STATED TASK: Pictures in the records should not be copied, but every other part must be repeated exactly.

Saved data entries:
— Begin —
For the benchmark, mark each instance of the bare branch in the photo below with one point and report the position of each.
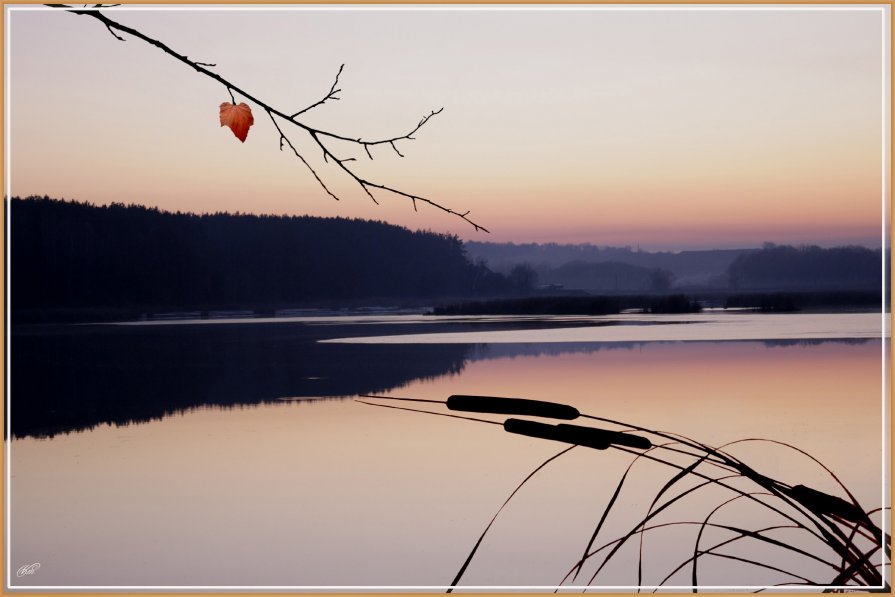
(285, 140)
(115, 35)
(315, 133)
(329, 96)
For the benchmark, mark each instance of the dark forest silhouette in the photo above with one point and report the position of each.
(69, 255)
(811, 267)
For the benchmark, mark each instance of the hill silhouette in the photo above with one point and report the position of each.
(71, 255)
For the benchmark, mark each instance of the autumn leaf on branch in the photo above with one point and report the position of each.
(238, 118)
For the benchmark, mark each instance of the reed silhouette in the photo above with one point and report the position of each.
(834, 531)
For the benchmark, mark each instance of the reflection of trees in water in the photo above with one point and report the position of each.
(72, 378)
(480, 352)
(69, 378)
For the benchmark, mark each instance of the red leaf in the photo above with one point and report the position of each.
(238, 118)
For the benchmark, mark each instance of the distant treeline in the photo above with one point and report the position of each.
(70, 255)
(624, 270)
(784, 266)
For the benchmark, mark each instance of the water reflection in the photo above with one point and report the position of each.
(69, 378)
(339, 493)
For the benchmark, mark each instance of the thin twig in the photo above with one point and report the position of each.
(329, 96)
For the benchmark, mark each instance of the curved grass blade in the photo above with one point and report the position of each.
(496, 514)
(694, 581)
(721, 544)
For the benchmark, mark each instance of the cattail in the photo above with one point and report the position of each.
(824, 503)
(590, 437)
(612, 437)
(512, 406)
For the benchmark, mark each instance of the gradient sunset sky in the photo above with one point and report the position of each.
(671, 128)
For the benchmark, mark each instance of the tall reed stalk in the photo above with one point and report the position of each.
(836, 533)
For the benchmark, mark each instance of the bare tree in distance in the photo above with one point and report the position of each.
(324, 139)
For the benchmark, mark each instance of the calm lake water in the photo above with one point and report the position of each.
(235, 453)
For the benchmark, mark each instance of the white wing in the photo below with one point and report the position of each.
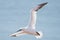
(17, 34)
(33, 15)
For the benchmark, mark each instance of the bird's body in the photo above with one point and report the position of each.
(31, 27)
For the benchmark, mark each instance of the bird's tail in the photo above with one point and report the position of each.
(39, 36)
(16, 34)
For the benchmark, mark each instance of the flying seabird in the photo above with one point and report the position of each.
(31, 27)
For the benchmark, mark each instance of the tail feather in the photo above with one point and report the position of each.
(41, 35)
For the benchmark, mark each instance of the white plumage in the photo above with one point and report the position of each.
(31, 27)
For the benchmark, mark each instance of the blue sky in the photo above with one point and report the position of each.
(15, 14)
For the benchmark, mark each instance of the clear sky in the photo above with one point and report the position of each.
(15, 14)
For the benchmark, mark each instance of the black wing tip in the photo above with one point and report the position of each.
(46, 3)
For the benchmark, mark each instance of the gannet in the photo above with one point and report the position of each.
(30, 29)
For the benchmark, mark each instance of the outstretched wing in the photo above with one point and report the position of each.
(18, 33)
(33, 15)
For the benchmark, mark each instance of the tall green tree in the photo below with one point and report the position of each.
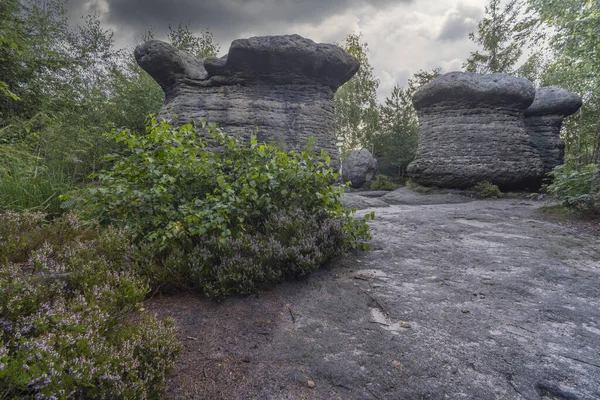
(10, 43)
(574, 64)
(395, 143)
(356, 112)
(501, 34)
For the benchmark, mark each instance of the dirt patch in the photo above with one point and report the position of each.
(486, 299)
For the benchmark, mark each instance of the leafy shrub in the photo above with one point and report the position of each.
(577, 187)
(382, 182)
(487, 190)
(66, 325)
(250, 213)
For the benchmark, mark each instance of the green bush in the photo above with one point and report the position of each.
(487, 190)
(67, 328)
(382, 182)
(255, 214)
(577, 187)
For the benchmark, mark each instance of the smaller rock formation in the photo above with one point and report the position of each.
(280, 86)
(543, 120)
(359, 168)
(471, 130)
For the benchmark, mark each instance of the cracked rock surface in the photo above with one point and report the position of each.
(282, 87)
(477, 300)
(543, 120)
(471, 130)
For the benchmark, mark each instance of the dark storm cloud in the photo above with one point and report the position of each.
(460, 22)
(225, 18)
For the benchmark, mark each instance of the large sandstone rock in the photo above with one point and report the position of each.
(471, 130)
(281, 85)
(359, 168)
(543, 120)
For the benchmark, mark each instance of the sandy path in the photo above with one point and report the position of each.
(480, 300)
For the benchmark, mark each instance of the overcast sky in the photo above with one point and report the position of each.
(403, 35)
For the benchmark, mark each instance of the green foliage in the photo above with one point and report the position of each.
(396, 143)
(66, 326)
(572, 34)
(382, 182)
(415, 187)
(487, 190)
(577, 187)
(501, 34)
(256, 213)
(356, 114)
— End —
THE REPLY:
For the benchmark, mark each instance of the bare branch in the photo below with one point and report the position of each.
(285, 140)
(115, 35)
(315, 133)
(329, 96)
For the benchmark, mark each instance of the dark forest silhouette in the photo above with one point and report the position of each.
(69, 255)
(811, 267)
For the benchmark, mark each instance of the hill silhouette in the photo above with one point and report the position of each.
(71, 255)
For the benchmark, mark each instance of the autumn leaf on branch in the photo above with one point and report the position of each.
(238, 118)
For the benchmark, mark each instance of the reed silhouette in the photo above with one point and report the position of each.
(834, 531)
For the benchmark, mark each instance of the reflection of trees in water in the photo above with one point and report the position of each.
(72, 378)
(480, 352)
(69, 378)
For the benchmark, mark each instance of the red leaf in the photo above with one point and report the position of each.
(238, 118)
For the benchmark, mark each instance of the distant treeline in the photo above with one point and report the position of each.
(70, 255)
(624, 270)
(784, 266)
For the benchmark, mark each instance of the water reflection in the photo above with one point and report the position of each.
(69, 378)
(339, 493)
For the benchmark, mark each instance of the thin twig in the photo above with one point and report the position of each.
(329, 96)
For the benchmark, mark each instance of the curved grass blade in the photo above with one point and report the position of each.
(496, 514)
(694, 581)
(721, 544)
For the benchmark, mark each instance of the cattail in the photo above with one point and report the position of each.
(824, 503)
(590, 437)
(612, 437)
(512, 406)
For the benchmark, mark each instance of the gradient sunset sky in the photo above with one point and report the position of each.
(671, 128)
For the benchmark, mark each instance of the tall reed stalk in the photo above with one point and report the position of each.
(836, 533)
For the benchmark, mark each instance of the bare tree in distance in the photo above with one point and report the position of each.
(324, 139)
For the benchmark, mark each instance of the calm lake water in the photo above with one point and report the position of each.
(235, 453)
For the benchmark, mark each instance of the white wing in the photo below with one point and report the position of each.
(17, 34)
(33, 15)
For the benchmark, mark each instance of the bird's body in the photo above with one point and report the position of each.
(31, 27)
For the benchmark, mark each instance of the bird's tail in the photo above with one point and report the position of each.
(39, 36)
(16, 34)
For the benchmark, mark each instance of the flying seabird in the photo above with one point and report the position of each.
(31, 27)
For the benchmark, mark each instance of the tail feather in the photo above with one point and report the position of each.
(41, 35)
For the benchmark, mark each instance of the white plumage in the photo above with one point and report the position of each.
(31, 27)
For the benchmark, mark each instance of the blue sky in the photo above with one point and report the position of each.
(15, 14)
For the benchmark, mark each instance of the clear sky in the photo above with one point and report the position of each.
(15, 14)
For the benchmark, mark each instance of the black wing tip in the photo above with one point and report the position of each.
(46, 3)
For the benchmark, mark each instance of the gannet in the photo above with one point and report the position of each.
(30, 29)
For the benchmark, mark each instance of the outstretched wing in the photo above with one point and report the position of each.
(18, 33)
(33, 15)
For the benchmark, mark each instance of the tall green tree in the photo below with one point and report the position of each.
(10, 43)
(574, 64)
(395, 143)
(356, 112)
(501, 34)
For the benchmark, mark each instance of the dirt patch in the photo above with one point and report the position of each.
(486, 299)
For the benchmark, mark each instance of the leafy shrub in the photo above with one point and report the position of each.
(577, 187)
(382, 182)
(487, 190)
(66, 325)
(250, 213)
For the benchmark, mark each instance of the green bush in the photo above with one point and report the position of each.
(487, 190)
(67, 328)
(382, 182)
(255, 214)
(577, 187)
For the benchmark, mark each instance of the smaller rock formation in the photo above with one point and report the position of each.
(280, 86)
(543, 120)
(359, 168)
(471, 130)
For the benchmark, mark each instance of the cracked rock surface in the photo above with one point and report the position of each.
(282, 87)
(477, 300)
(543, 120)
(471, 130)
For the benchmark, mark each instance of the dark storm cloud in the photo above with one point and report the position of each.
(460, 22)
(225, 18)
For the benchmark, mark each instance of the large sandstone rock in the photo above with one point and report the position of each.
(471, 130)
(281, 85)
(359, 168)
(543, 120)
For the benchmark, mark each instance of the sandy path in the photo above with one point and report the position of each.
(480, 300)
For the benchmark, mark each instance of the overcast sky in the photo above with one point and report the position of each.
(403, 35)
For the benchmark, mark each instance of the green foliage in the photo above with one point and report the position of each.
(396, 143)
(66, 326)
(572, 34)
(382, 182)
(415, 187)
(487, 190)
(577, 187)
(501, 34)
(256, 213)
(356, 114)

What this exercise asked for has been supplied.